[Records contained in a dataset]

*** Block opens ***

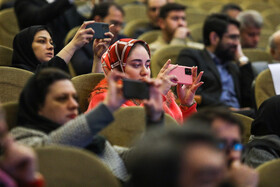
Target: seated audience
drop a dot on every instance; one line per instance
(229, 131)
(18, 163)
(48, 114)
(173, 24)
(58, 15)
(109, 13)
(153, 7)
(176, 157)
(274, 44)
(251, 23)
(33, 48)
(132, 57)
(231, 9)
(264, 144)
(227, 73)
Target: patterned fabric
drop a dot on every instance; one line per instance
(116, 55)
(78, 132)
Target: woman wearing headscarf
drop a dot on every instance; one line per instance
(264, 143)
(18, 166)
(132, 57)
(33, 47)
(48, 114)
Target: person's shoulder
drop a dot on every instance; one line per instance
(23, 131)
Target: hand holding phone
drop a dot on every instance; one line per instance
(134, 89)
(99, 29)
(183, 74)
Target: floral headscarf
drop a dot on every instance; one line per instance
(116, 55)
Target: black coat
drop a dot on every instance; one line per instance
(60, 16)
(211, 90)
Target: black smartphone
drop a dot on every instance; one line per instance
(134, 89)
(100, 29)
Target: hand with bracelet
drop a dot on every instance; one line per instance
(186, 93)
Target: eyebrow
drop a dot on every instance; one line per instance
(139, 60)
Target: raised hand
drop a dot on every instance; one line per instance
(154, 105)
(167, 80)
(114, 98)
(186, 93)
(101, 45)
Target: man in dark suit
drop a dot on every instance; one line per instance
(225, 82)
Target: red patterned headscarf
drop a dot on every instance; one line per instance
(116, 55)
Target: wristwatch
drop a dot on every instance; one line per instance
(243, 60)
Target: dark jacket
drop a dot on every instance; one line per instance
(60, 16)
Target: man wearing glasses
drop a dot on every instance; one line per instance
(227, 72)
(229, 131)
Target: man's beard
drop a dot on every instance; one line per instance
(225, 54)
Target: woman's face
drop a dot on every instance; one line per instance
(138, 63)
(42, 46)
(60, 103)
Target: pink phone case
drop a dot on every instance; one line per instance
(183, 74)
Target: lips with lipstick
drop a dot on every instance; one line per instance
(72, 116)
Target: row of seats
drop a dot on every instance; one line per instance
(136, 13)
(12, 79)
(85, 83)
(91, 171)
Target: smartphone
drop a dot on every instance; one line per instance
(134, 89)
(100, 29)
(183, 74)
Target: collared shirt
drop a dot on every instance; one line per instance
(228, 95)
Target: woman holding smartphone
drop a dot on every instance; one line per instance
(132, 57)
(33, 47)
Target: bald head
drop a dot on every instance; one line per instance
(274, 44)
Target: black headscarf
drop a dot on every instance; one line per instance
(267, 120)
(23, 55)
(33, 96)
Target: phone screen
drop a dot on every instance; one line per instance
(99, 29)
(134, 89)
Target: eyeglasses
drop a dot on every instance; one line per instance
(235, 145)
(153, 9)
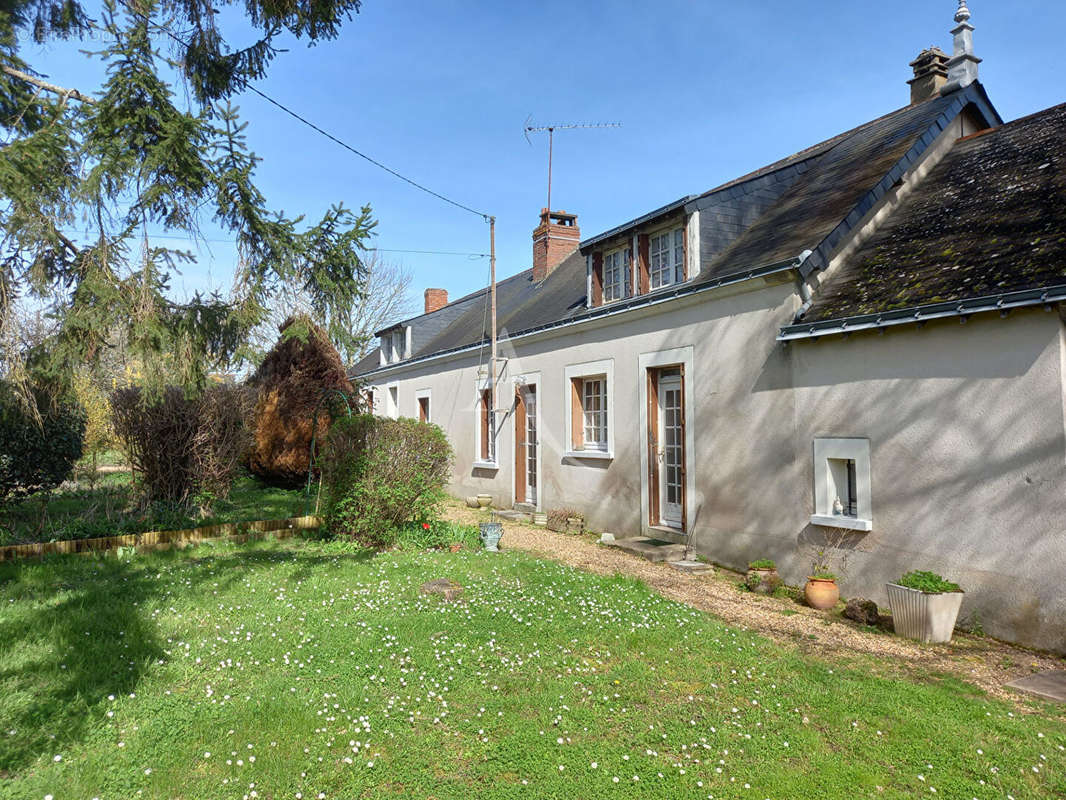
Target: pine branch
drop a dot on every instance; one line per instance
(45, 85)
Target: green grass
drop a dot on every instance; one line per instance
(110, 510)
(304, 667)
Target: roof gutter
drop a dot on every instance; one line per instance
(604, 312)
(919, 314)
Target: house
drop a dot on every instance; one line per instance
(867, 337)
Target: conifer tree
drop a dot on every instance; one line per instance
(130, 161)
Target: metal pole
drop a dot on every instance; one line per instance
(491, 261)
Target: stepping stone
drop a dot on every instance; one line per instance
(695, 568)
(1046, 685)
(651, 549)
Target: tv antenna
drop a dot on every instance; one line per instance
(529, 127)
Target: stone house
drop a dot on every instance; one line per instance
(866, 337)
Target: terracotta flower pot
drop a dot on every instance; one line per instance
(821, 593)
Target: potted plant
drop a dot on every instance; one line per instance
(821, 591)
(762, 576)
(924, 606)
(490, 534)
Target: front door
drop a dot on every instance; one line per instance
(666, 454)
(526, 446)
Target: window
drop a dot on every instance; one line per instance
(666, 258)
(486, 429)
(842, 484)
(594, 413)
(590, 429)
(423, 405)
(616, 274)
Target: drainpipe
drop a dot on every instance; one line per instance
(804, 287)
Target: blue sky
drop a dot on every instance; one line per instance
(705, 92)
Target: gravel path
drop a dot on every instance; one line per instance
(979, 660)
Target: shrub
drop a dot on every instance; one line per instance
(296, 374)
(222, 437)
(929, 582)
(558, 517)
(377, 474)
(37, 450)
(437, 534)
(178, 445)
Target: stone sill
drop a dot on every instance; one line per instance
(834, 521)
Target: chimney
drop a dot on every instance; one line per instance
(963, 66)
(435, 300)
(556, 237)
(931, 75)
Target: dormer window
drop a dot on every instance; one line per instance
(616, 274)
(666, 258)
(396, 345)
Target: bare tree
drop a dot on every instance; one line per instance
(385, 299)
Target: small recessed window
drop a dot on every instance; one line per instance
(842, 483)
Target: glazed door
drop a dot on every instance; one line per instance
(526, 446)
(671, 456)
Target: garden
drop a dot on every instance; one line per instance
(315, 669)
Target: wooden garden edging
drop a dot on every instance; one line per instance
(161, 540)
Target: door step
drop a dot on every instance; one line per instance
(652, 549)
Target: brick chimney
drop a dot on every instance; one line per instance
(435, 300)
(931, 75)
(556, 237)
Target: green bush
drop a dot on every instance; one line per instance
(929, 582)
(437, 534)
(37, 451)
(377, 474)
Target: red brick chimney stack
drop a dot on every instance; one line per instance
(435, 300)
(555, 238)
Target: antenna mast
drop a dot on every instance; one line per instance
(530, 128)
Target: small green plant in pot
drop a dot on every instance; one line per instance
(762, 576)
(924, 606)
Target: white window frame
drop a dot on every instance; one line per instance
(391, 400)
(830, 456)
(484, 384)
(616, 262)
(673, 271)
(600, 370)
(421, 395)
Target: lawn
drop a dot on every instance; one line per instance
(310, 670)
(109, 509)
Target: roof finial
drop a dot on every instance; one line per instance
(963, 67)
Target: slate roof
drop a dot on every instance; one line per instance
(988, 220)
(754, 224)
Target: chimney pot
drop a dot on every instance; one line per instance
(931, 75)
(435, 300)
(555, 238)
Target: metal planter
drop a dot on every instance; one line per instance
(929, 618)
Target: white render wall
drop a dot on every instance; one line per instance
(966, 429)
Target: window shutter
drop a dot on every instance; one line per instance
(597, 278)
(642, 264)
(577, 416)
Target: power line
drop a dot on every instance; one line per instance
(315, 127)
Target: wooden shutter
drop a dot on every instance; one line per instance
(597, 278)
(652, 447)
(577, 415)
(644, 276)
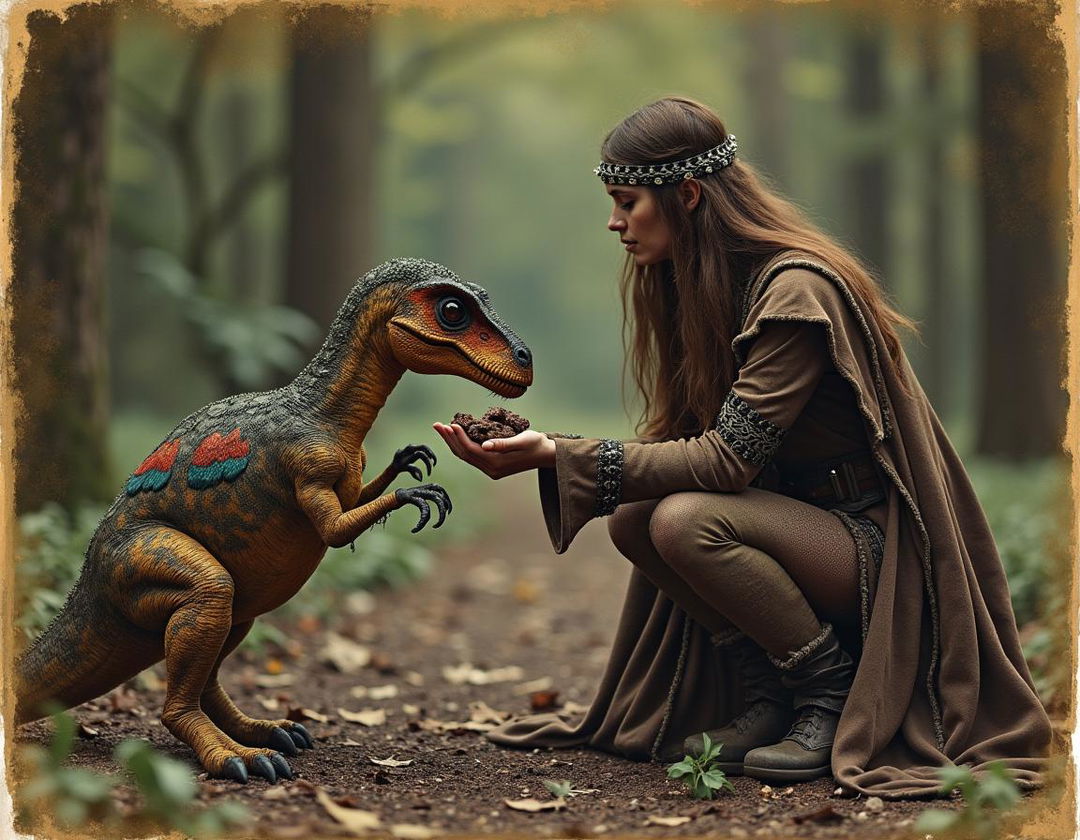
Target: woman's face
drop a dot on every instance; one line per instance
(636, 219)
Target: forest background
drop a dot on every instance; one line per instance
(194, 202)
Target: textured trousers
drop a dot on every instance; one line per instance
(758, 563)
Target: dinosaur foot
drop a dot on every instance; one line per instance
(300, 736)
(271, 767)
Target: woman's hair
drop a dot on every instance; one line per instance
(682, 315)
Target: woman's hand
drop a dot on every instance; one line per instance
(502, 456)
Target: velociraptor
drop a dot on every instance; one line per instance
(229, 516)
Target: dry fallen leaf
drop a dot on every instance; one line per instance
(406, 831)
(535, 804)
(343, 653)
(542, 701)
(391, 761)
(481, 713)
(354, 820)
(669, 822)
(543, 683)
(368, 717)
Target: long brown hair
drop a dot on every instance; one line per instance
(679, 316)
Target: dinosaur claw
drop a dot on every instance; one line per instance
(282, 741)
(281, 766)
(306, 741)
(261, 767)
(234, 769)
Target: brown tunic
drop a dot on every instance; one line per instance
(941, 676)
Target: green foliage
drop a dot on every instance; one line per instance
(254, 341)
(50, 550)
(699, 773)
(985, 800)
(77, 796)
(1023, 503)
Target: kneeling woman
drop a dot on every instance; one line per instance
(814, 576)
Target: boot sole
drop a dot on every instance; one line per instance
(777, 774)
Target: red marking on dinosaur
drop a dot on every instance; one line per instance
(216, 448)
(161, 458)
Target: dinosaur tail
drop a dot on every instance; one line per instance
(77, 658)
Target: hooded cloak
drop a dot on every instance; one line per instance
(941, 676)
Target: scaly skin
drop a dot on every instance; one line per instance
(231, 515)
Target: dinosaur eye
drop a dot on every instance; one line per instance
(451, 313)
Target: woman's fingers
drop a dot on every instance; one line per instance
(524, 439)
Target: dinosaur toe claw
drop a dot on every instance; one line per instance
(281, 740)
(234, 769)
(306, 741)
(261, 767)
(281, 766)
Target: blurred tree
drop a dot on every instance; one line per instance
(59, 242)
(1022, 123)
(333, 129)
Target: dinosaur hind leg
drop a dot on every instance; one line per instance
(186, 594)
(285, 735)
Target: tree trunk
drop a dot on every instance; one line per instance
(1023, 161)
(59, 225)
(332, 162)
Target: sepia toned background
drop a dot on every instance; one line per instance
(196, 201)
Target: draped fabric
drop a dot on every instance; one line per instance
(941, 677)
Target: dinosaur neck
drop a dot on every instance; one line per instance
(348, 381)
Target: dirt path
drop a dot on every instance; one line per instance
(523, 620)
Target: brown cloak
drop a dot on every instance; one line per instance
(941, 677)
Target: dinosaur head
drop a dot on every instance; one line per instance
(444, 325)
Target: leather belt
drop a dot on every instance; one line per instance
(850, 484)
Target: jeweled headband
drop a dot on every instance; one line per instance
(705, 163)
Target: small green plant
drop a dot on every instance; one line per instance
(700, 774)
(985, 800)
(76, 796)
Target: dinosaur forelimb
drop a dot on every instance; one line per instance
(337, 527)
(404, 461)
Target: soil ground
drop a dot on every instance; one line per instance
(525, 620)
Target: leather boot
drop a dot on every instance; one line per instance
(767, 716)
(820, 676)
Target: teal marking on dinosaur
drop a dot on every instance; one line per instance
(201, 477)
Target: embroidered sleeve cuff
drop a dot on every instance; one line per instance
(747, 433)
(609, 460)
(569, 492)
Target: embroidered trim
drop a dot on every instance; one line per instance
(754, 437)
(608, 476)
(676, 681)
(806, 650)
(869, 547)
(725, 638)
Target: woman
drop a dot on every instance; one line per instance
(813, 573)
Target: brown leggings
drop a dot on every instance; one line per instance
(765, 564)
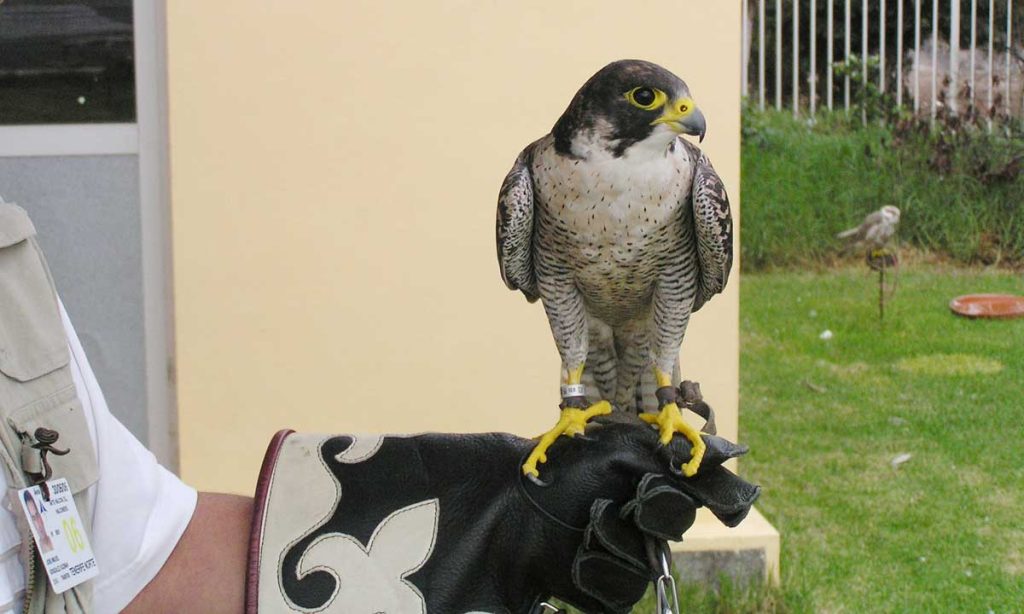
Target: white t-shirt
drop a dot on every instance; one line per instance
(140, 510)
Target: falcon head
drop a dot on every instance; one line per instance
(626, 103)
(890, 214)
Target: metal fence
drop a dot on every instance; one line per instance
(919, 54)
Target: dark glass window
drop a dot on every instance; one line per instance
(65, 61)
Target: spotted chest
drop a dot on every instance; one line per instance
(612, 222)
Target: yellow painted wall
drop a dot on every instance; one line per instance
(334, 171)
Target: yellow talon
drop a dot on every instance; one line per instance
(670, 421)
(571, 423)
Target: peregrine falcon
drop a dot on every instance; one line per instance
(876, 231)
(623, 229)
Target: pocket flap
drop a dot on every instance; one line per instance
(62, 412)
(14, 224)
(32, 337)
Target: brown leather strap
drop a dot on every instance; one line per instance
(259, 509)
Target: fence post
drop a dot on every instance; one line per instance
(778, 54)
(1010, 20)
(863, 59)
(882, 45)
(916, 56)
(899, 53)
(747, 52)
(974, 45)
(935, 56)
(953, 93)
(761, 54)
(830, 56)
(813, 77)
(846, 79)
(991, 82)
(796, 58)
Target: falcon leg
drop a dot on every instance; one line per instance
(570, 327)
(673, 302)
(670, 421)
(572, 422)
(633, 347)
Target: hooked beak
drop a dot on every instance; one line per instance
(684, 117)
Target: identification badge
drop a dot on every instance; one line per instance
(57, 529)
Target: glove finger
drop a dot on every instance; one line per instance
(608, 530)
(613, 582)
(717, 451)
(660, 509)
(727, 495)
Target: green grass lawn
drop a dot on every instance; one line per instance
(944, 532)
(960, 191)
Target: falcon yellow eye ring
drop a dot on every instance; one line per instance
(647, 98)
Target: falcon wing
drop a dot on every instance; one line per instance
(515, 228)
(713, 222)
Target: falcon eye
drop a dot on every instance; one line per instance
(643, 96)
(646, 98)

*** Block closes ***

### ACTIVITY
Nothing but the lines from the start of the records above through the line with "Target: eyebrow" should be retyped, each exactly as written; leave out all pictures.

### TASK RESPONSE
Target: seated audience
drop a dot on every instance; one line per instance
(229, 131)
(18, 163)
(48, 114)
(173, 24)
(58, 15)
(109, 13)
(153, 7)
(176, 157)
(274, 44)
(251, 23)
(33, 48)
(132, 57)
(231, 9)
(264, 144)
(227, 73)
Target: patterned fabric
drop a dot on every instance; one line per instance
(116, 55)
(78, 132)
Target: woman wearing headscarf
drop a dot on every instance; one line per instance
(264, 143)
(18, 166)
(132, 57)
(33, 47)
(48, 114)
Target: person's shoulder
drop a dot on every instance; one line per instance
(23, 131)
Target: hand holding phone
drop a dot on every instance; one line per instance
(134, 89)
(99, 29)
(183, 74)
Target: floral headscarf
drop a dot on every instance; one line per instance
(116, 55)
Target: black coat
drop a dot on every instance; one line per instance
(60, 16)
(211, 90)
Target: black smartphone
drop a dot on every instance; one line per instance
(134, 89)
(100, 29)
Target: hand with bracelet
drop a dot on every instance; one line per instance
(186, 93)
Target: eyebrow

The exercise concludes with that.